## Document section
Feeling the Pull

I hope everyone had a great weekend. I was lazy this weekend and still flying high from my book release. The feeling of euphoria hasn’t subsided, but it’s a little more manageable now.

Lately I’ve been struggling with the need to get away. Not anywhere special, just somewhere that isn’t my house, isn’t a conference and isn’t work-related. Over the past four years, all the traveling I’ve done has been for conferences and while I’ve enjoyed them, I’m not able to completely relax. To just be me me, not the Danica me. I want to go somewhere and just waffle around if that’s what I feel like doing, or sight-see, or just sleep the entire time in a new environment.

## Data rows
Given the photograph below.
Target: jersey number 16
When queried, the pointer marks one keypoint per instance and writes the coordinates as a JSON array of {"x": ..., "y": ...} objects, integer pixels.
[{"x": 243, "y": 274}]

--

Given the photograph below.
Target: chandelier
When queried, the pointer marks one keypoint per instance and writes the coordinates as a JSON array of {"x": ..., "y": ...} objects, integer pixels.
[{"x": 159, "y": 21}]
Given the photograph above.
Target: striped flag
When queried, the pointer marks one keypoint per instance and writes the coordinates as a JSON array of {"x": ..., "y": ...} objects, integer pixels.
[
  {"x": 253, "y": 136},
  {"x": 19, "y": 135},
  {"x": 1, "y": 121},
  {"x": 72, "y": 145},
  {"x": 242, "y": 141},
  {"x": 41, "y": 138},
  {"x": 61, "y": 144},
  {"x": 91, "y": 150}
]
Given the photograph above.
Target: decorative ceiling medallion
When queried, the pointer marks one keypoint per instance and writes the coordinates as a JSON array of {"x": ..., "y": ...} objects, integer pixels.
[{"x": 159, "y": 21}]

...

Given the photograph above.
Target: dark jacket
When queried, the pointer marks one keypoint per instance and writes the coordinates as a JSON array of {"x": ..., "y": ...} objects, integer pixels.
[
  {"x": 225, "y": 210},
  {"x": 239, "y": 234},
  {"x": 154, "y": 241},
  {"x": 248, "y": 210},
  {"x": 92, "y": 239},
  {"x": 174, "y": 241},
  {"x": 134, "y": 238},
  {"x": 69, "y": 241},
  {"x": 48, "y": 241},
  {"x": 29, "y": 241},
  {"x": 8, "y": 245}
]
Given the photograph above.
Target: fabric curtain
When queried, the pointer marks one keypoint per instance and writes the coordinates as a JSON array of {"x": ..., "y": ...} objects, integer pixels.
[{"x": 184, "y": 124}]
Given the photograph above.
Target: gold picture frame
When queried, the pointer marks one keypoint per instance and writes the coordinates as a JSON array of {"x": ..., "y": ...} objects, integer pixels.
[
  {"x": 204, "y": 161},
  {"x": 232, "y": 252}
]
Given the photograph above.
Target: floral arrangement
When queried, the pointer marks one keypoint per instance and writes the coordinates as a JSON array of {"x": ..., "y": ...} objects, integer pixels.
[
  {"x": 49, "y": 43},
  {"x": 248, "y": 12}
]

## Brief A
In the "Feeling the Pull" blog post, what has all the writer's travel over the past four years been for?
## Brief B
Continue the "Feeling the Pull" blog post about wanting to get away, starting after its last sentence.
You won't need the records for this.

## Exercise output A
Conferences.

## Exercise output B
Don’t get me wrong, I have a lot of fun at conferences and hanging out with my writer friends, but sometimes I just want complete aloneness. You know, me, myself and I so we can get to know each other again. I think it’s important for everyone to do this once in a while since it helps you find your center again, clear your mind and rejuvenate you. It’s also selfish, but sometimes you have to be selfish, right? In my case, I really think a trip like that would help me clear my writer’s mind. I’m not experiencing a block, but I am feeling bogged down by my characters who all want their story written first.

So if I were to go somewhere for a long weekend, if I do decide to take off, where would I go? Somewhere laid back and soothing to the soul. Maybe some place like Savannah, Georgia, or a cabin in Tennessee. Maybe St. Augustine, Florida to poke around. Am I going? Eh, I don’t know. But I’d sure like to try sometime before summer.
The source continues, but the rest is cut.